** DATA SHOWN **

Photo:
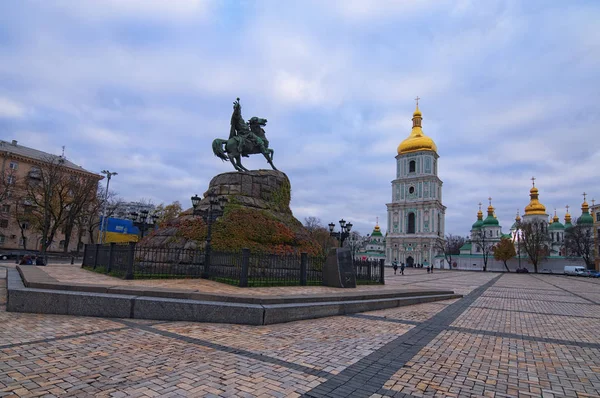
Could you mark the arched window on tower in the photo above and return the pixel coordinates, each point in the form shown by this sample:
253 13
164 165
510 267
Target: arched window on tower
411 223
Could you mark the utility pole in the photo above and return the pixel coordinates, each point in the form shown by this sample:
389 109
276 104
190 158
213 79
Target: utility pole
101 233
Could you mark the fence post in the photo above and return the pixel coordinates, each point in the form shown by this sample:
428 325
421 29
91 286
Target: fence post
111 257
130 260
303 268
245 266
84 256
96 249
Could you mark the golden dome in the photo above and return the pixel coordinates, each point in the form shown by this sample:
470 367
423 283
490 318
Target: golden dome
534 207
417 140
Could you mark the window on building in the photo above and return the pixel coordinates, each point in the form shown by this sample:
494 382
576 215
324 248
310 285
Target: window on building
411 223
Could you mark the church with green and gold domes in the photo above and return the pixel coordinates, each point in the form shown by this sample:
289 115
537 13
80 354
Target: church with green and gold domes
471 253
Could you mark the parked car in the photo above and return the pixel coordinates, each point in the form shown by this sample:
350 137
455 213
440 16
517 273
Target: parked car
574 270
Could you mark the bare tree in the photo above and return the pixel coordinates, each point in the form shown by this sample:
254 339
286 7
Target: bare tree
450 247
535 240
90 216
81 196
504 251
484 244
579 241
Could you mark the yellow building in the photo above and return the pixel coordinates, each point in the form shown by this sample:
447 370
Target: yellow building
21 165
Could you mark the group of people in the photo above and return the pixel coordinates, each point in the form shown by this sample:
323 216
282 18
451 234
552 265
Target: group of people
395 266
32 260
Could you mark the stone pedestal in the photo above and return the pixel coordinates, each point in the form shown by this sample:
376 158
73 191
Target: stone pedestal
339 270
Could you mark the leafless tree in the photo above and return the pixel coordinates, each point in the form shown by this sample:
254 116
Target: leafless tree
535 240
484 244
81 196
579 241
450 247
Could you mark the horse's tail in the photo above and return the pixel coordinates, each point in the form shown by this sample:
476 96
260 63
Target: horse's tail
218 149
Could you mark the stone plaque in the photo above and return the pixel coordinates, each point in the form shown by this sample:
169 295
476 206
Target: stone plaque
339 270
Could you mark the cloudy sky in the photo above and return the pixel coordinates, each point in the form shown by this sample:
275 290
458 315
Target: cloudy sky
510 90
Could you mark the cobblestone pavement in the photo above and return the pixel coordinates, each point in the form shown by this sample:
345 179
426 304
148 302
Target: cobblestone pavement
511 335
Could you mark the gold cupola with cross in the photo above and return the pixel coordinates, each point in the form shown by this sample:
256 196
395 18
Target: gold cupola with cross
417 140
534 207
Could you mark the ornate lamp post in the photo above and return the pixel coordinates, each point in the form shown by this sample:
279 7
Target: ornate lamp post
102 233
344 232
143 220
214 211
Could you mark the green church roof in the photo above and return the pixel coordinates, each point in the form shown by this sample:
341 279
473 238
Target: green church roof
491 221
586 219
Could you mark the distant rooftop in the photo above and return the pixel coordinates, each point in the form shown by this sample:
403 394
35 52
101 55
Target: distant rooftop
14 148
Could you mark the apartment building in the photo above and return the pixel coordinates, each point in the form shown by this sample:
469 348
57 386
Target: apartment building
23 165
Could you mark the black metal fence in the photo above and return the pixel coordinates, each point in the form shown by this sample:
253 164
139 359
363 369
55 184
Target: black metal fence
241 268
368 271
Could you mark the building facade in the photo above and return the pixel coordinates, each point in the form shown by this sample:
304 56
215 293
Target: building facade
471 256
22 165
416 214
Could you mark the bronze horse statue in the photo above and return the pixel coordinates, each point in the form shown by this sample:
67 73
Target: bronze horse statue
244 139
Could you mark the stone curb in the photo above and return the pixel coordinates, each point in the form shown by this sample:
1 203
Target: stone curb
111 305
38 279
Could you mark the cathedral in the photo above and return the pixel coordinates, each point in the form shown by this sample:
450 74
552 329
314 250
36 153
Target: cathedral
416 213
535 211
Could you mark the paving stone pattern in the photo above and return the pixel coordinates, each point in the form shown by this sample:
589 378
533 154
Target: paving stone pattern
510 336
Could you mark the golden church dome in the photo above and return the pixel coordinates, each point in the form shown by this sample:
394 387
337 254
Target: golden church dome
534 207
417 140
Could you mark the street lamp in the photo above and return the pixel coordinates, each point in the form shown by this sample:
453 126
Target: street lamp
344 232
216 205
143 220
102 233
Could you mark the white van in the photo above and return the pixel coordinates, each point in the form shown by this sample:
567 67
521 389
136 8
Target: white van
574 269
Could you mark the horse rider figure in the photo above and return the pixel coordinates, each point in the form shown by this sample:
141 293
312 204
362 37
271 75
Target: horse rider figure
244 132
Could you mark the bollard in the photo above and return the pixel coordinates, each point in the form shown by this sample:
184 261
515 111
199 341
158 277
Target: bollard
111 257
303 268
130 260
245 267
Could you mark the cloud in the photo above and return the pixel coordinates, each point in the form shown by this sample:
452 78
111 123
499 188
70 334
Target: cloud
10 109
508 91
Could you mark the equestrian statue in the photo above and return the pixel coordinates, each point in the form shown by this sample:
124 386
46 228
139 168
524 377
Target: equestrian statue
244 139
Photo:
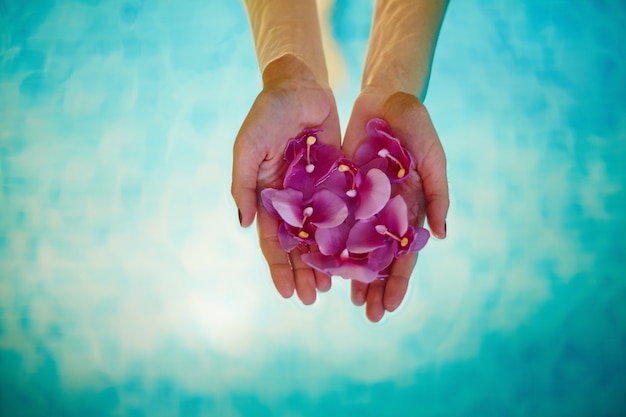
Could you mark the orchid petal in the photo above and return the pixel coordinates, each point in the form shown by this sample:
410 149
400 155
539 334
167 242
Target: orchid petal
334 266
364 238
420 239
376 126
331 241
395 216
379 259
288 203
329 210
374 193
266 198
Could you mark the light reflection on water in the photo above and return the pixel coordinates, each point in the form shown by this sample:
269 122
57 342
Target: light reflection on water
127 287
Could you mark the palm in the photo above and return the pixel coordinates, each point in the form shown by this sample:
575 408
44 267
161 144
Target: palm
425 191
281 111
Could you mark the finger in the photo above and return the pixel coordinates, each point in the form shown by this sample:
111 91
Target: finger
410 122
358 293
398 281
277 259
247 157
363 110
304 278
322 281
433 173
374 309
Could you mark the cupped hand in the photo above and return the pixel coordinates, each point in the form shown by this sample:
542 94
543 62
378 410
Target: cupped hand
425 191
291 100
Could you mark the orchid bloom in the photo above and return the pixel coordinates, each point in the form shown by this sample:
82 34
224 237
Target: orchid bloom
310 162
384 151
335 259
389 227
344 207
301 217
367 194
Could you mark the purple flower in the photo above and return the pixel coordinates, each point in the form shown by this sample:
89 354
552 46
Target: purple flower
389 227
310 162
344 207
302 218
365 195
383 151
335 259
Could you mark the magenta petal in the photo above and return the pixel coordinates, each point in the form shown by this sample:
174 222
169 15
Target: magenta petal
332 241
420 239
375 126
288 204
364 238
395 216
266 198
286 239
366 152
379 259
329 210
374 193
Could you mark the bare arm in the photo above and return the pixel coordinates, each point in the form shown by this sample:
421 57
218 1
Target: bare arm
402 43
287 27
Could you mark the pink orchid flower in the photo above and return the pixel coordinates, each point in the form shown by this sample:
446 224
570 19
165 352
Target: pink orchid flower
310 162
302 218
383 151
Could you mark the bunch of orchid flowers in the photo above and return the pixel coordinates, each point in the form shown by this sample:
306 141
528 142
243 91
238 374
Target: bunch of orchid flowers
345 207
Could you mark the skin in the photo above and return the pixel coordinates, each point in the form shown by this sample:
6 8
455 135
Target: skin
296 95
292 100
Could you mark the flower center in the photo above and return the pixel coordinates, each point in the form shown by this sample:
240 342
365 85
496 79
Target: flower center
345 168
306 213
310 141
383 230
384 153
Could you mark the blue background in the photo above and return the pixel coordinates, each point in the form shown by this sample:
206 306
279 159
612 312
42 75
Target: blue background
127 287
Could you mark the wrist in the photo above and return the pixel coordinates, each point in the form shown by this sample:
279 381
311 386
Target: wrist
288 67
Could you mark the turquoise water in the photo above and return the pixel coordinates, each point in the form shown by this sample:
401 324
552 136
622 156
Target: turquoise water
128 289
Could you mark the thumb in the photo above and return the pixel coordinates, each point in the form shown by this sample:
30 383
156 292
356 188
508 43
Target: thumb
409 119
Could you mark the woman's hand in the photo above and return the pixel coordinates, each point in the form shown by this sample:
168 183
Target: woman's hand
292 100
425 191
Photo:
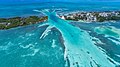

** SET TASK **
Extract every line of the records that contains the string "pole", treating uppercase and lowercase letters as distinct.

** TASK RESPONSE **
Could you mark the utility pole in the photo above and return the pixel coordinates, each point in the form shown by this sample:
Target: utility pole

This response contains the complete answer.